TASK REQUIREMENTS: Reproduce word for word the lines below, from the line with "each open meadow." up to and including the line with "0;112;540;303", and nothing else.
— Begin DATA RECORDS —
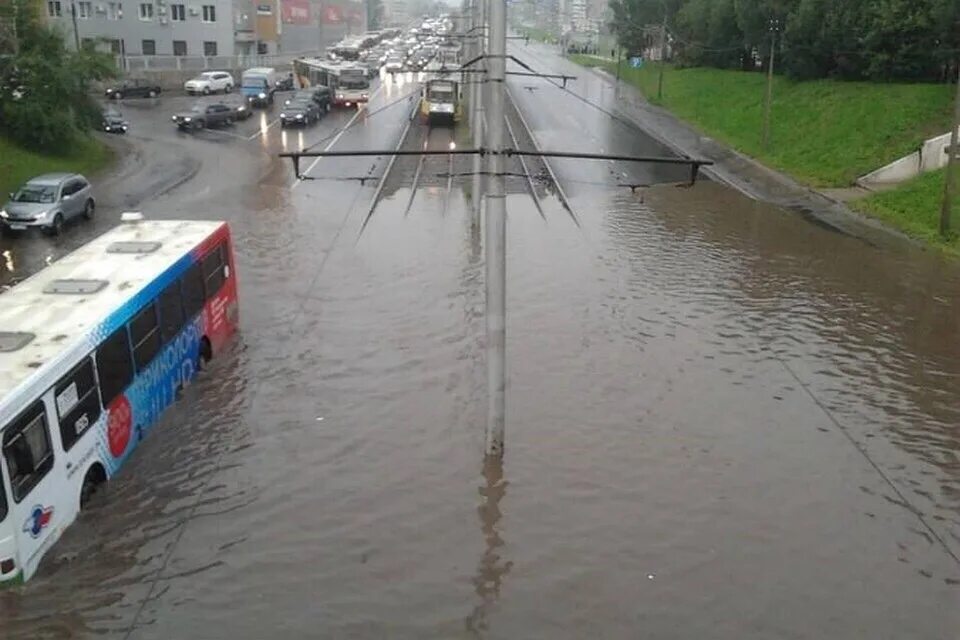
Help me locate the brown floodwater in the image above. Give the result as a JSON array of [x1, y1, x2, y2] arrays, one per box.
[[0, 82, 960, 640]]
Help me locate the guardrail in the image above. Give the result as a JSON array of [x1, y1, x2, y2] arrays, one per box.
[[116, 51, 318, 73]]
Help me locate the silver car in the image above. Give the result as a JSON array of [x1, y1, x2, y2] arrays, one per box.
[[0, 173, 96, 235]]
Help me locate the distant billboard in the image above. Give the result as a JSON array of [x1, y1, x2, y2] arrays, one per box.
[[323, 4, 343, 24], [280, 0, 310, 24]]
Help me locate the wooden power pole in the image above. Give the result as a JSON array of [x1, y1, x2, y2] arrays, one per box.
[[940, 64, 960, 238], [763, 20, 780, 151]]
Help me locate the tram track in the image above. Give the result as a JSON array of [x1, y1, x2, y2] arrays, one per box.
[[504, 87, 580, 226]]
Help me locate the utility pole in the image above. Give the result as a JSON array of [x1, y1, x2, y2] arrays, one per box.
[[656, 5, 667, 101], [617, 43, 623, 88], [763, 19, 780, 151], [940, 65, 960, 238], [468, 0, 486, 228], [484, 0, 507, 456], [70, 0, 80, 51]]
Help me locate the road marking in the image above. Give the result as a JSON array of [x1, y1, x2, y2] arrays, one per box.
[[290, 83, 384, 189], [246, 118, 280, 141], [205, 129, 247, 141]]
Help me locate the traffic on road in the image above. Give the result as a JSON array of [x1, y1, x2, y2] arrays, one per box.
[[0, 11, 960, 640]]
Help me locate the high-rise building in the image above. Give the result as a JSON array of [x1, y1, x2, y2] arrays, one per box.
[[43, 0, 367, 58]]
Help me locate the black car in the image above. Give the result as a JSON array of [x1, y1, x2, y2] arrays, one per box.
[[276, 73, 296, 91], [283, 85, 333, 115], [101, 108, 130, 133], [104, 79, 160, 100], [280, 98, 320, 127], [172, 102, 237, 131], [219, 96, 253, 120]]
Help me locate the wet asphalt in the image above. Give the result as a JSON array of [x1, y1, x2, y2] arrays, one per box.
[[0, 53, 960, 640]]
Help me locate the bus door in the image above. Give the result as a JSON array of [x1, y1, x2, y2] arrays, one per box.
[[0, 390, 73, 579]]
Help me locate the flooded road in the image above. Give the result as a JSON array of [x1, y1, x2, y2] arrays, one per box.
[[0, 56, 960, 640]]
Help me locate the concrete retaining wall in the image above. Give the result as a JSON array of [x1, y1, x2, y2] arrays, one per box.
[[857, 127, 950, 189]]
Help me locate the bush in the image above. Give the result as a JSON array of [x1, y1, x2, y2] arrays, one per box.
[[0, 0, 115, 151]]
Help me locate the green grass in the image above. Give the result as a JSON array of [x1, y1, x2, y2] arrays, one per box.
[[570, 56, 953, 187], [0, 137, 113, 199], [517, 27, 557, 42], [851, 170, 960, 256]]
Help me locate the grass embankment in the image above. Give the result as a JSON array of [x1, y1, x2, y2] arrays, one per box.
[[0, 136, 113, 195], [570, 55, 960, 249], [517, 27, 557, 43], [850, 170, 960, 256]]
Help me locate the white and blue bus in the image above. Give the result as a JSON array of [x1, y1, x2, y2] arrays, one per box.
[[0, 216, 238, 585]]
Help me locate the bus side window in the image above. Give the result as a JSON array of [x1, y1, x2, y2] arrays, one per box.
[[97, 326, 133, 407], [203, 243, 227, 298], [160, 281, 183, 344], [180, 264, 207, 319], [130, 302, 160, 372], [54, 358, 100, 451], [3, 402, 53, 503]]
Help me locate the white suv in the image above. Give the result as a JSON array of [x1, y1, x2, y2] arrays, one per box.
[[183, 71, 233, 95]]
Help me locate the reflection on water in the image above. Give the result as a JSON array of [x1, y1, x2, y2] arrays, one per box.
[[0, 94, 960, 640], [464, 456, 513, 638]]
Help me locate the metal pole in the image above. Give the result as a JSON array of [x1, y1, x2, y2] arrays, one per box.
[[464, 0, 485, 228], [657, 5, 667, 101], [485, 0, 507, 456], [940, 65, 960, 238], [763, 20, 778, 151]]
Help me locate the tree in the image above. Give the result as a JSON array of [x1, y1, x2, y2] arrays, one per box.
[[367, 0, 383, 31], [0, 0, 116, 151], [609, 0, 683, 54]]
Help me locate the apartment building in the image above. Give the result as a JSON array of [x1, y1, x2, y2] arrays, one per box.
[[43, 0, 366, 57], [43, 0, 240, 56]]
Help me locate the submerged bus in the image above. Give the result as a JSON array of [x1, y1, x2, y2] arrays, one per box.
[[0, 214, 238, 585], [293, 58, 370, 107]]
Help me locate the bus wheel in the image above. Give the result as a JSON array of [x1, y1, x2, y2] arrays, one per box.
[[80, 464, 107, 510], [200, 336, 213, 371]]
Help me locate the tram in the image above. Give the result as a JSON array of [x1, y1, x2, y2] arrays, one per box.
[[420, 74, 463, 125]]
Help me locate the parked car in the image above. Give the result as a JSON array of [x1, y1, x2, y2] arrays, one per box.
[[240, 67, 277, 107], [104, 78, 160, 100], [0, 173, 96, 235], [277, 73, 296, 91], [183, 71, 234, 96], [222, 96, 253, 120], [101, 107, 130, 133], [280, 97, 320, 127], [172, 102, 236, 131], [384, 56, 403, 73]]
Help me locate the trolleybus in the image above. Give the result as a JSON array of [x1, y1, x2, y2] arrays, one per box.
[[293, 58, 370, 107]]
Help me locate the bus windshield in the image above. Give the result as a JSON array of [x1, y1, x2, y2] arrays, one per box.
[[0, 476, 7, 522], [427, 84, 453, 102]]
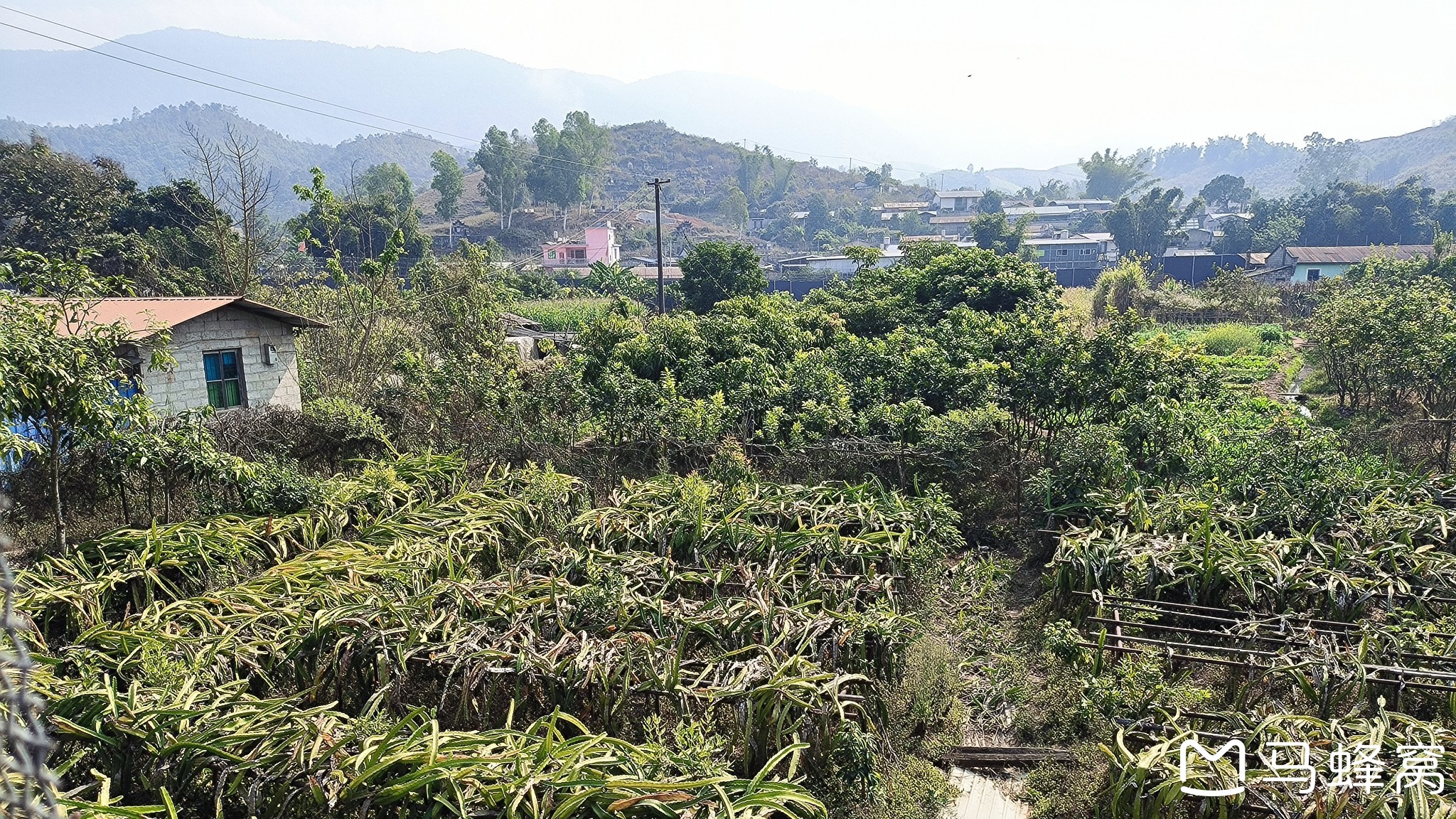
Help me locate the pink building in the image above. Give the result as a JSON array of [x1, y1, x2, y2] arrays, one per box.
[[542, 222, 621, 268]]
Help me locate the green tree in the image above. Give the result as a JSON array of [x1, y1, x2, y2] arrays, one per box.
[[1078, 149, 1152, 201], [527, 111, 611, 226], [0, 137, 135, 261], [718, 186, 749, 233], [678, 240, 769, 314], [358, 162, 415, 214], [1106, 188, 1184, 258], [473, 125, 532, 229], [285, 166, 429, 256], [845, 245, 884, 271], [429, 150, 464, 222], [1213, 215, 1253, 254], [0, 251, 168, 552], [803, 191, 835, 236], [1299, 131, 1360, 191], [1199, 173, 1253, 208]]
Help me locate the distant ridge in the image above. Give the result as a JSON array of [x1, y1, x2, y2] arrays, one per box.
[[0, 28, 926, 165], [0, 102, 471, 217], [914, 117, 1456, 198]]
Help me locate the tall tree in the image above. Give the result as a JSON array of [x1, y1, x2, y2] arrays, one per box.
[[1299, 131, 1360, 191], [718, 186, 749, 233], [0, 137, 135, 261], [358, 162, 415, 213], [1106, 188, 1184, 257], [429, 150, 464, 222], [473, 125, 532, 229], [680, 240, 769, 314], [970, 211, 1035, 255], [527, 111, 611, 229], [0, 251, 171, 552], [1199, 173, 1253, 208], [188, 125, 281, 294], [1078, 149, 1152, 201]]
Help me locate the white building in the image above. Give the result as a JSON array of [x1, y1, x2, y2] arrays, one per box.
[[71, 296, 328, 412], [933, 191, 985, 213]]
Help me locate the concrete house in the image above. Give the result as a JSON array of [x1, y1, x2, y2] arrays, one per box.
[[542, 222, 621, 269], [70, 296, 328, 412], [1249, 245, 1433, 284], [935, 191, 985, 213]]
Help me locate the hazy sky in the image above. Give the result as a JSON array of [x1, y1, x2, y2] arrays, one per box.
[[0, 0, 1456, 168]]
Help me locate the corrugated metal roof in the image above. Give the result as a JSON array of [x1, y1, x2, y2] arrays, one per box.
[[1284, 245, 1433, 264], [38, 296, 329, 338]]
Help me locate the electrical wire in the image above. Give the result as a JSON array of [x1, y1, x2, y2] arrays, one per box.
[[0, 4, 914, 179], [0, 12, 649, 179]]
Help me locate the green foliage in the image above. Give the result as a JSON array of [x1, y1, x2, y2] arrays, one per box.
[[1106, 188, 1197, 258], [678, 240, 769, 314], [511, 299, 646, 332], [718, 188, 749, 232], [1309, 267, 1456, 412], [284, 164, 428, 260], [1199, 173, 1253, 208], [970, 211, 1035, 255], [527, 111, 611, 208], [1092, 254, 1149, 319], [358, 162, 415, 214], [473, 125, 532, 229], [1078, 149, 1149, 199], [429, 150, 464, 222]]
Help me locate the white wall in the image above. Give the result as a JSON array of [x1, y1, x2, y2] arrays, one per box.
[[141, 308, 303, 412]]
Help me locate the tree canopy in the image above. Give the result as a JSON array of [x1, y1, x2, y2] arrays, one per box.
[[678, 240, 769, 314]]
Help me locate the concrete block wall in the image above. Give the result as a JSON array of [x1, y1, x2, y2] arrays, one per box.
[[141, 308, 303, 412]]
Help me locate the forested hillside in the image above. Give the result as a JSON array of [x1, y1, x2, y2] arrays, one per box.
[[917, 118, 1456, 197], [0, 102, 471, 217], [11, 115, 1456, 819]]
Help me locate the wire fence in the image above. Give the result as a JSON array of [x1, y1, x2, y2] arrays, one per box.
[[0, 515, 64, 819]]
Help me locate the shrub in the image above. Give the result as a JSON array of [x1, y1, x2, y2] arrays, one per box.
[[1092, 257, 1149, 319], [297, 398, 390, 472]]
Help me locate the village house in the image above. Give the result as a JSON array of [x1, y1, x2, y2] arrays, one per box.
[[1248, 245, 1434, 284], [70, 296, 328, 412], [935, 191, 985, 213], [542, 222, 621, 269]]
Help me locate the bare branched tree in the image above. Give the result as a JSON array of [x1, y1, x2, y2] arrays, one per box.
[[186, 124, 281, 294]]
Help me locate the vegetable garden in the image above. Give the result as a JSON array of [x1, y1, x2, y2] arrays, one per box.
[[19, 456, 960, 816]]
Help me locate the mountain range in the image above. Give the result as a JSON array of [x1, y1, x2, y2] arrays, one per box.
[[0, 28, 931, 171], [0, 29, 1456, 202]]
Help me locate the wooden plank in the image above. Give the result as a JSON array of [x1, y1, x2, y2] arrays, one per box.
[[945, 744, 1076, 768]]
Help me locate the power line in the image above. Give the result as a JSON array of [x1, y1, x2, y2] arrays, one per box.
[[0, 12, 648, 179], [0, 4, 931, 179]]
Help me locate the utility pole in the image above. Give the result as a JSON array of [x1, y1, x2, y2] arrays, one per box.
[[648, 176, 671, 315]]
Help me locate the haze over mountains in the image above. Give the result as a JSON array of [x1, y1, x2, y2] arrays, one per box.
[[0, 29, 933, 171], [9, 29, 1456, 203]]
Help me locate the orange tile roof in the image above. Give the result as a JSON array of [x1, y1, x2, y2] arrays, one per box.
[[32, 296, 329, 338]]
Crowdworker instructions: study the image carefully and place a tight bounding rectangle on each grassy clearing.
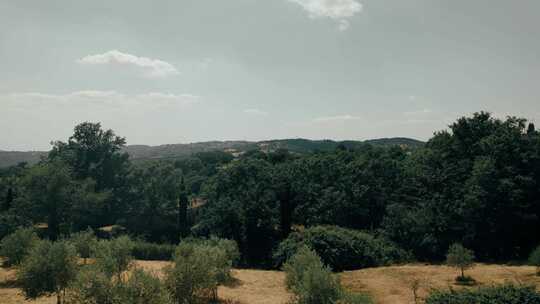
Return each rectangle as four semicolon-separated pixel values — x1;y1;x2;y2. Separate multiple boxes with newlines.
0;261;540;304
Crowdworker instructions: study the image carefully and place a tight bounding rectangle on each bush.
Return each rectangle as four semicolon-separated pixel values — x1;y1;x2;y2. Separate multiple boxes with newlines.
164;242;232;303
67;265;118;304
122;269;171;304
67;266;171;304
529;246;540;276
274;226;408;271
132;241;176;261
17;241;78;303
446;244;474;283
69;228;98;264
426;285;540;304
93;236;134;281
283;246;342;304
184;236;240;266
0;228;39;266
336;292;373;304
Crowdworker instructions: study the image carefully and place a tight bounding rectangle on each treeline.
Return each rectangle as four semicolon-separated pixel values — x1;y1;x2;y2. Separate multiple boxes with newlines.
0;112;540;269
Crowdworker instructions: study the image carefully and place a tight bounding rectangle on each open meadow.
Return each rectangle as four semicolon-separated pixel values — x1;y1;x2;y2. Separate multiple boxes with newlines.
0;261;540;304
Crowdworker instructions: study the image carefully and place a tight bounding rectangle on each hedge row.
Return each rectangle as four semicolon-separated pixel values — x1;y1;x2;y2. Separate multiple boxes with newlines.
274;226;409;271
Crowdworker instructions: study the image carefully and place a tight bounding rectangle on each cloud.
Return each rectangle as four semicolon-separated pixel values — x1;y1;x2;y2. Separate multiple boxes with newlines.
243;109;268;116
313;114;362;122
287;0;363;31
0;90;201;109
77;50;180;78
403;109;433;116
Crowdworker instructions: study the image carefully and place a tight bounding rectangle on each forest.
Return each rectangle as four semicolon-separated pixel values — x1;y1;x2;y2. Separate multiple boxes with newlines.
0;112;540;303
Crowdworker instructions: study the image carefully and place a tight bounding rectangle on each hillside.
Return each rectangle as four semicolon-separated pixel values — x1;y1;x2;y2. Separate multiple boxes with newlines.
0;137;424;168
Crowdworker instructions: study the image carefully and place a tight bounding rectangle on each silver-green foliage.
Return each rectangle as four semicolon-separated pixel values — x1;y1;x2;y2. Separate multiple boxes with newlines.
446;244;474;277
0;228;39;266
69;228;98;264
93;236;134;280
165;242;232;304
17;241;78;303
283;246;344;304
529;246;540;276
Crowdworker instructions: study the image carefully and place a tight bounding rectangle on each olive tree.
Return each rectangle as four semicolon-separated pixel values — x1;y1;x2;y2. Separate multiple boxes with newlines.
283;246;346;304
0;228;39;266
165;242;232;304
446;244;474;278
69;228;98;265
529;246;540;276
93;236;134;281
18;241;78;304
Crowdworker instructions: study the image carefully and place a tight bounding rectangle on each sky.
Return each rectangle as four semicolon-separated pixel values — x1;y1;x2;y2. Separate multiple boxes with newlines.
0;0;540;150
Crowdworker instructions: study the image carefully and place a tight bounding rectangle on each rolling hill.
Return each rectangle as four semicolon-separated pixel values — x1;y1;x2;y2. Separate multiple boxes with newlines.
0;137;424;167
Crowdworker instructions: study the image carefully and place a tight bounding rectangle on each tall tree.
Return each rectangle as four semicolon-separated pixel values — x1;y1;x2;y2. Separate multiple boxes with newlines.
177;176;189;238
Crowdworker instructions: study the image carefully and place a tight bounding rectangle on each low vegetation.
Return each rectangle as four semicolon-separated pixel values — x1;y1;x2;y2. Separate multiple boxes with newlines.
446;244;474;285
283;246;370;304
529;246;540;276
274;226;408;271
0;228;39;266
426;285;540;304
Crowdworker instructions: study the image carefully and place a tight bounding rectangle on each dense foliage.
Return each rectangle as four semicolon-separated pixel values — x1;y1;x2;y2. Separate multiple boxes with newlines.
283;246;371;304
0;228;39;266
426;285;540;304
274;226;407;271
0;112;540;269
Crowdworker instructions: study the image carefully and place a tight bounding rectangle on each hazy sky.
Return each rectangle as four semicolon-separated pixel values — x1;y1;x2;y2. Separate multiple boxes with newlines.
0;0;540;150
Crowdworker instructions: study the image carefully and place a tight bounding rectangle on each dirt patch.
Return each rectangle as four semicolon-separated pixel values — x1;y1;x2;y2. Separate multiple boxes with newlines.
0;261;540;304
341;264;540;304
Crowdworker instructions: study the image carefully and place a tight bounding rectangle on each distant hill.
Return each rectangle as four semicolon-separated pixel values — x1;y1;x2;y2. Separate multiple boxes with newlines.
0;150;47;168
0;137;424;167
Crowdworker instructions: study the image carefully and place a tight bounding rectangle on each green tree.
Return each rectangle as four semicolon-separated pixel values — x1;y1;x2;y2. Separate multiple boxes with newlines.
529;246;540;276
69;228;98;265
446;244;474;278
18;241;78;304
48;122;130;227
123;269;171;304
0;228;39;266
165;243;232;304
18;160;106;240
93;236;134;282
178;176;189;239
283;247;343;304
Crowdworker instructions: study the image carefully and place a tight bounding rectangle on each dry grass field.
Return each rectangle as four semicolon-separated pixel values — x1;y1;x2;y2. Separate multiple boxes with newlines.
0;261;540;304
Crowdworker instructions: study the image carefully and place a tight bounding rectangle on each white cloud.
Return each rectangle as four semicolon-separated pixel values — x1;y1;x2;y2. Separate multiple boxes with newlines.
243;109;268;116
77;50;180;78
403;109;433;116
288;0;363;31
313;114;362;122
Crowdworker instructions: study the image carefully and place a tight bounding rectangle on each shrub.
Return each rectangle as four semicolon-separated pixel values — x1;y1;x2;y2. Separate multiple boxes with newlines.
283;246;342;304
529;246;540;276
68;266;171;304
122;269;171;304
446;244;474;281
133;241;175;261
69;228;98;264
274;226;408;271
336;292;373;304
184;236;240;266
67;265;122;304
164;242;232;303
426;285;540;304
93;236;134;281
18;241;78;303
0;228;39;266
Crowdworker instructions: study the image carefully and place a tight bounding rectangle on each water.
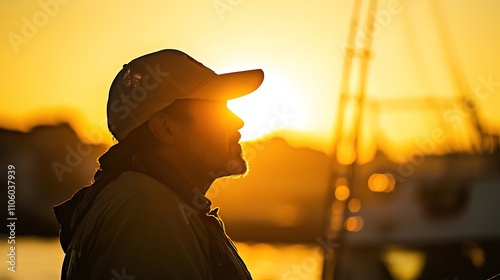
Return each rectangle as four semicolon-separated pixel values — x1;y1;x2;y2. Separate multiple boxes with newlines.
0;237;322;280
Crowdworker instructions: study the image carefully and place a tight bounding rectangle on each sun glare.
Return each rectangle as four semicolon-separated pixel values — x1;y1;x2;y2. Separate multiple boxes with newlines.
228;71;307;141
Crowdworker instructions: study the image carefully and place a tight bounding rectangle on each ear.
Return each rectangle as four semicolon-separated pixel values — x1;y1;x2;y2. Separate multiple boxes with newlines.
148;112;176;145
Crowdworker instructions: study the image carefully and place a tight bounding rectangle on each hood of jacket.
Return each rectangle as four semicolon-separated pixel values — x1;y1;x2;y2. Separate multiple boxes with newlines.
54;144;213;252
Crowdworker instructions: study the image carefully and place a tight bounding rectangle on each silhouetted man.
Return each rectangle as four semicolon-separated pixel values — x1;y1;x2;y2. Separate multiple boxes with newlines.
54;50;264;280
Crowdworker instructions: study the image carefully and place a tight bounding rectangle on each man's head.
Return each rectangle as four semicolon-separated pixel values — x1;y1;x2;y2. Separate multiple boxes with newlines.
108;50;263;185
107;49;264;141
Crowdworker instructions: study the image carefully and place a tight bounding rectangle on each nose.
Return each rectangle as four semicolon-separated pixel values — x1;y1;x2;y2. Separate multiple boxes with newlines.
227;109;245;129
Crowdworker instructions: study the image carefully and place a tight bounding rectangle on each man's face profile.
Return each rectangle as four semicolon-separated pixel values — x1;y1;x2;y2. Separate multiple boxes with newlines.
169;99;248;177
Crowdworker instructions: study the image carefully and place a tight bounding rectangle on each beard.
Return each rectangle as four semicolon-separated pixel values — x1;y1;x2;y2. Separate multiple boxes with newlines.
184;130;248;179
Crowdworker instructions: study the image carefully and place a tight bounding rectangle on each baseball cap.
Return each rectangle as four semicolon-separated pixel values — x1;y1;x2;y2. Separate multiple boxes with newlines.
107;49;264;141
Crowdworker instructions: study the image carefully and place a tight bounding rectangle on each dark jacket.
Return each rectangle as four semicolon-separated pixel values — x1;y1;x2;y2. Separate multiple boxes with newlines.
54;145;251;280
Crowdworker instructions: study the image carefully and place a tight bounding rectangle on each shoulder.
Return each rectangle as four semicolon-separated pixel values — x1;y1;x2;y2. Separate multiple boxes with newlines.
89;172;201;231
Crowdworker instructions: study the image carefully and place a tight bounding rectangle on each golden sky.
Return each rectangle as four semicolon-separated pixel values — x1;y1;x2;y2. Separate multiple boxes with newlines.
0;0;500;161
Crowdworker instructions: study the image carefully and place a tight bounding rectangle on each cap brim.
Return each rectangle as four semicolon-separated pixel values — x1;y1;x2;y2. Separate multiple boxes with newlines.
187;69;264;100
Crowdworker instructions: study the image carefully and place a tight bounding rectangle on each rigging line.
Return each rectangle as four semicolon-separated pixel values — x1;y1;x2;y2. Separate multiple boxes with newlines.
— End DATA RECORDS —
ANSWER FOR THE TASK:
Crowdworker instructions: study the image carefully and place a tight bounding rectangle on each open meadow.
Return each rectangle as four semicolon-separated pixel values — x1;y1;x2;y2. Separate multiple boxes with newlines.
0;261;540;304
Crowdworker instructions: study the image carefully and place a tight bounding rectangle on each hedge row.
Return each rectangle as four semicolon-separated pixel values — x1;y1;x2;y2. Separate multiple boxes with newlines.
274;226;409;271
Crowdworker instructions: study the image carefully and place a tight bounding rectangle on each cloud.
Return each rectangle as four semicolon-separated pixel values — x1;y1;x2;y2. Separate multiple boxes with newlines.
243;109;268;116
313;114;362;122
287;0;363;31
0;90;201;109
77;50;180;78
403;109;433;116
Crowdworker instructions: study the image carefully and place a tight bounding rectangle on each forest.
Return each rectangle as four semicolon-separated pixel values — x1;y1;x2;y2. Separate multiple boxes with newlines.
0;112;540;303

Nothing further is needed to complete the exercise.